# [Regular Season Game 22] Houston Rockets vs. Atlanta Hawks



## Cornholio (Feb 13, 2005)

*vs.*

*(13-8)/(12-7)*


When/Where:
*Tuesday, December 9, 8:30 PM ET*






















































*Alston / Artest* / Battier / Scola / Yao*














































*Bibby / Johnson / Williams / Smith / Horford**

_*** = Questionable_


_*Preview*_


> Injuries have long stood between the Houston Rockets and the kind of success they thought they could achieve. They hope their inability to stay healthy doesn't interfere with their dominance of the Atlanta Hawks in Houston.
> 
> After Ron Artest joined the team's long list of injured players in a frustrating loss, the Rockets hope to overcome their injury woes as they go for their 10th straight home win against the Hawks on Tuesday night.
> 
> ...



_*Next Games*_
vs.








vs.








vs.


----------



## Basel (Mar 31, 2005)

It'll be tough if Artest can't go.


----------



## mtlk (Apr 25, 2005)

Basel57 said:


> It'll be tough if Artest can't go.


If Artest is out we will lose.


----------



## hroz (Mar 4, 2006)

Can Battier play?
Last time there was a back-to-back Battier wasnt allowwed to play as he hadnt been given the authority to play back to backs yet. (LOL imagine TMAC Batman Artest & Barry out.)


----------



## HayesFan (Feb 16, 2006)

he's taped up and ready to play tonight


----------



## hroz (Mar 4, 2006)

Thank god for the 9-0 run to start the game. (Plus Yao 3 rebounds will probably beat his total rebounds in the last game by the end of this Q)


----------



## gi0rdun (May 31, 2007)

We're holding them to 1/16 shooting so far!? OMG!


----------



## hroz (Mar 4, 2006)

8 points 5 rebounds by Yao. in the 1st Q.

He is a different player.

Rockets need to look inside Scola & Yao are playing amazingly.


----------



## hroz (Mar 4, 2006)

We arenot dropping our threes why take contested ones?

We are leading because of the shots we are making in the paint. Rockets need to stick to what they are good at. If you have an open three then sure shoot it. But ROckets have Yao Scola Landry as an inside presence, Artest is not known for his jump shooting, TMAC while he did produce that 13 points in 33 seconds he is better at the basket. Rockets need to stick to what they are good at.


----------



## hroz (Mar 4, 2006)

Scola or Yao must be on at all time. Out muscling the Hawks in the paint is the easiest way to baskets.


----------



## OneBadLT123 (Oct 4, 2005)

**Data section**

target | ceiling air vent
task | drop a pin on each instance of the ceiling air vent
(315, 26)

**Exercise directions**
Say whether each statement agrees with the game thread, answering yes or no and quoting the words that decide it: 1. The preview says the Rockets are going for their 10th straight home win against the Hawks. 2. A post credits Yao with 8 points and 5 rebounds in the first quarter. 3. The game is scheduled for a Wednesday. Work from the game thread alone, not from the listing.

**Full solution**
1. Yes: "as they go for their 10th straight home win against the Hawks on Tuesday night"
2. Yes: "8 points 5 rebounds by Yao. in the 1st Q."
3. No: "Tuesday, December 9, 8:30 PM ET"